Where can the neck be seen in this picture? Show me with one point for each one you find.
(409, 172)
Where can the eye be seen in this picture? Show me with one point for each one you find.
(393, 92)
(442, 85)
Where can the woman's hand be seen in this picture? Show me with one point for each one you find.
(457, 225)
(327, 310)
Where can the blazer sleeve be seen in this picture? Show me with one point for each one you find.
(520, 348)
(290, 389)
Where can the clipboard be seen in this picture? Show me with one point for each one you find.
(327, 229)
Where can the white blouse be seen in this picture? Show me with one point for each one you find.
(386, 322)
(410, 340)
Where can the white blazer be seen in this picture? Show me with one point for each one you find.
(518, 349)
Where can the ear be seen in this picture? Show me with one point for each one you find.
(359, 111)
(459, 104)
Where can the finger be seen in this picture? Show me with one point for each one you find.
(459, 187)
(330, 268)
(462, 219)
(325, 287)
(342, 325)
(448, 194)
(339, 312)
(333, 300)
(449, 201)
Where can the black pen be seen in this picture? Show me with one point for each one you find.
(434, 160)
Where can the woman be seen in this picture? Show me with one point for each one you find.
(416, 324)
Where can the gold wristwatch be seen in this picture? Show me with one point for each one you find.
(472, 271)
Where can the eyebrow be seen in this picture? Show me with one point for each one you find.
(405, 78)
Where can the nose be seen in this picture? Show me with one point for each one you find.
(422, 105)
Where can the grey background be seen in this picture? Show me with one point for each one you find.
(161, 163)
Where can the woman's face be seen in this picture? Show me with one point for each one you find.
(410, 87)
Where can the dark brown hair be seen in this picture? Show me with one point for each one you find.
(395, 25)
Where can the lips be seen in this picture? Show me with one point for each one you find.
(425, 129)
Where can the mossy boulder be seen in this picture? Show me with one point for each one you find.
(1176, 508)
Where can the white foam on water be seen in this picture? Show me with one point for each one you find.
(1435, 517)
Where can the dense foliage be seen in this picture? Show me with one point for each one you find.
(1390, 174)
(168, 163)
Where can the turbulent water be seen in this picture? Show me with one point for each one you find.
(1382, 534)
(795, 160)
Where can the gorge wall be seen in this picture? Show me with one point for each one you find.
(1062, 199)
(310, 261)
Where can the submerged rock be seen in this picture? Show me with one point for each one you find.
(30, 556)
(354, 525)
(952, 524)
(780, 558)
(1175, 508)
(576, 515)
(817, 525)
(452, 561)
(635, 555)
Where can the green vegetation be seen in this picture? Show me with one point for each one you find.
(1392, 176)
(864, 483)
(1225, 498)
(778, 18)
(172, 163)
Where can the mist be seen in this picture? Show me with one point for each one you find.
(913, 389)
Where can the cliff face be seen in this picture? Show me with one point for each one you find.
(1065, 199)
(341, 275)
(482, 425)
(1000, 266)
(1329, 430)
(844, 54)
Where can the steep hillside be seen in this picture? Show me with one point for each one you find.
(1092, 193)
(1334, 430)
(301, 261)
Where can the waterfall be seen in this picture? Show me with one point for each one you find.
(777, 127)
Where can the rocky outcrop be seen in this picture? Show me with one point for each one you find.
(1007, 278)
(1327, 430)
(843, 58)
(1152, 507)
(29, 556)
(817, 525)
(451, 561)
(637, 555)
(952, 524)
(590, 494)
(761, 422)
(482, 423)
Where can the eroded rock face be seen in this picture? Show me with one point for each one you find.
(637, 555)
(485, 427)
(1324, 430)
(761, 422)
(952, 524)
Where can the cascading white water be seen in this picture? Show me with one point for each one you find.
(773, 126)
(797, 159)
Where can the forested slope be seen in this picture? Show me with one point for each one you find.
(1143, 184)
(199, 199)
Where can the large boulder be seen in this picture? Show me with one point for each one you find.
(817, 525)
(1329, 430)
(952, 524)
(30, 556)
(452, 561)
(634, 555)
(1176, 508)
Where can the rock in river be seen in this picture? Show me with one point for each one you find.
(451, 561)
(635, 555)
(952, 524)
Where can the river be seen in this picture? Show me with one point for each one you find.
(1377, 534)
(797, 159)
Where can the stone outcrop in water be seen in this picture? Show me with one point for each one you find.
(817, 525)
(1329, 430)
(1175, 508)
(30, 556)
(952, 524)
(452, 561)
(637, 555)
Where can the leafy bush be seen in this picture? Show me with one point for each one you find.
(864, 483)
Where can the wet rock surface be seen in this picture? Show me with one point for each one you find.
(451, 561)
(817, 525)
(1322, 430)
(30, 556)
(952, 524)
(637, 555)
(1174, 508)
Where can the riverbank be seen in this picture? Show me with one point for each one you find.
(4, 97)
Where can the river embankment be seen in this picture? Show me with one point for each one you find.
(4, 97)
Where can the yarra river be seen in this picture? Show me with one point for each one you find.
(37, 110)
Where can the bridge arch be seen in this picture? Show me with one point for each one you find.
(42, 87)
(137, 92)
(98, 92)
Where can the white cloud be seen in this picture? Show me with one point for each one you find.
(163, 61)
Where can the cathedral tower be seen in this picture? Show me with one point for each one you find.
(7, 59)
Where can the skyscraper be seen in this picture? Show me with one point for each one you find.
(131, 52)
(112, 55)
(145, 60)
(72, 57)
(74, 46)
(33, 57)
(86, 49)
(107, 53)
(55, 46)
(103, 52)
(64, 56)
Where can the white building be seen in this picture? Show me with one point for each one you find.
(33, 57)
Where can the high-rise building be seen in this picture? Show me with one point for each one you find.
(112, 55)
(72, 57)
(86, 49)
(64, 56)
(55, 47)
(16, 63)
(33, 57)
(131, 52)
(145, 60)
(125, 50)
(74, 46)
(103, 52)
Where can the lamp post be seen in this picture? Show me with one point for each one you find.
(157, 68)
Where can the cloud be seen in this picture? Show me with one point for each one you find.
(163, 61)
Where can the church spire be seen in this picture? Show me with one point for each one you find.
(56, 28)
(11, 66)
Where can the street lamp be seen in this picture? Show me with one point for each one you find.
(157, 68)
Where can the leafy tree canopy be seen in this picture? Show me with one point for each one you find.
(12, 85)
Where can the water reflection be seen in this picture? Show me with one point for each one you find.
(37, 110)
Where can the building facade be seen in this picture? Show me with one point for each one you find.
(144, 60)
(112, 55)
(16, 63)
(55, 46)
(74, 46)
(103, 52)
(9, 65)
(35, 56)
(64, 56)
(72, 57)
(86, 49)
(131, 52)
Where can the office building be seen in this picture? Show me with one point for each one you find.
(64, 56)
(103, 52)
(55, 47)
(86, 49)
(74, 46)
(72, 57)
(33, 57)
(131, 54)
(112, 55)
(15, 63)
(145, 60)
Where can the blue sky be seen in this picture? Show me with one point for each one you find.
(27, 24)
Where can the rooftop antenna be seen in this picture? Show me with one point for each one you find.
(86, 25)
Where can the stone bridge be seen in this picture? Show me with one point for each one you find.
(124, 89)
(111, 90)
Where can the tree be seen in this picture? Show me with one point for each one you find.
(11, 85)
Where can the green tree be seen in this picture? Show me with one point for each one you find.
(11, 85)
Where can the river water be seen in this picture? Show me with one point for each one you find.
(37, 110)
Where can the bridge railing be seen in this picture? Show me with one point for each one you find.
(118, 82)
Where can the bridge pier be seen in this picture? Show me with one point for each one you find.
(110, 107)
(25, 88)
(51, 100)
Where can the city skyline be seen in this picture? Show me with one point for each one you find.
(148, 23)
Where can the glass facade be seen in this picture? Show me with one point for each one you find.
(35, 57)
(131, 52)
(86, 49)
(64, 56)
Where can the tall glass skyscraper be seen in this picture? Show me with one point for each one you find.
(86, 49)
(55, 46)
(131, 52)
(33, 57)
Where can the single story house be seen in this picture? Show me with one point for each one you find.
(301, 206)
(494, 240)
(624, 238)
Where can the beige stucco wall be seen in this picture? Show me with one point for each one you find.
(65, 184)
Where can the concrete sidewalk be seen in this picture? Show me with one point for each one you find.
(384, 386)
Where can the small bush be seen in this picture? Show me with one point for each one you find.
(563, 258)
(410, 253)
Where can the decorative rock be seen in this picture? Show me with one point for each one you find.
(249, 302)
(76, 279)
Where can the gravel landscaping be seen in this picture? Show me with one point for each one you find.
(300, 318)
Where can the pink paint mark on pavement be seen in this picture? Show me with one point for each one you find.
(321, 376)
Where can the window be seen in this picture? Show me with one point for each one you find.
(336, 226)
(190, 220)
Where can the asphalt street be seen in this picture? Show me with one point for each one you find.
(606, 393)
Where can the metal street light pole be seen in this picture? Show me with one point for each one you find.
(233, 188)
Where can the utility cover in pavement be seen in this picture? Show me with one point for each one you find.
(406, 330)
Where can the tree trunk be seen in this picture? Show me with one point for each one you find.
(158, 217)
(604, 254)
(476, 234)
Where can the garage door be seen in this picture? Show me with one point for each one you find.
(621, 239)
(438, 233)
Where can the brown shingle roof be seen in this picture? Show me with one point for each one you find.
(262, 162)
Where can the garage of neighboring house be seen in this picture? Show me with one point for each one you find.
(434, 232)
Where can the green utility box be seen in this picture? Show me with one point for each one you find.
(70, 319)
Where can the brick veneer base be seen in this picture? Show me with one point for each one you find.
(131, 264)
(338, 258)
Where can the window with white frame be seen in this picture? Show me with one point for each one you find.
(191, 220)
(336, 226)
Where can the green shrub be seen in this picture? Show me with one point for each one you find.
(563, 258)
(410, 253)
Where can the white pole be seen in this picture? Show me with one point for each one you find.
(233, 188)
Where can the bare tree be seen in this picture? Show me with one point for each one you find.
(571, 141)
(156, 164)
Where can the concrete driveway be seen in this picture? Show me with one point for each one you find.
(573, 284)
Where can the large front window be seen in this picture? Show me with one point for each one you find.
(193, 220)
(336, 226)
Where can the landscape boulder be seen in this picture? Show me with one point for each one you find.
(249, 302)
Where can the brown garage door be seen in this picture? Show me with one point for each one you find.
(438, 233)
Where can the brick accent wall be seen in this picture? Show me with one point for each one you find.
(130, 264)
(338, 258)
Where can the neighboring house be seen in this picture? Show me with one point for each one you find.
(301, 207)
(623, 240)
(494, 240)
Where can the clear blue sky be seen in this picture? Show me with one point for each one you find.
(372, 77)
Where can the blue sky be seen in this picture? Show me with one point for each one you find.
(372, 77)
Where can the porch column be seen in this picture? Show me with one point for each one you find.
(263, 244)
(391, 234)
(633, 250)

* EXERCISE *
All that is wanted is an exact copy of the lines from the line holding "Where can the clear" through the end of the material above, including both.

* REPLY *
Where can the clear blue sky be seen in this picture? Show me with one point for each one you find.
(372, 77)
Where can the blue sky be seen in this picture? Show me with one point for each one you find.
(372, 77)
Where can the porch column be seen in this picture? Show me with one point for each one you find.
(263, 244)
(391, 234)
(633, 250)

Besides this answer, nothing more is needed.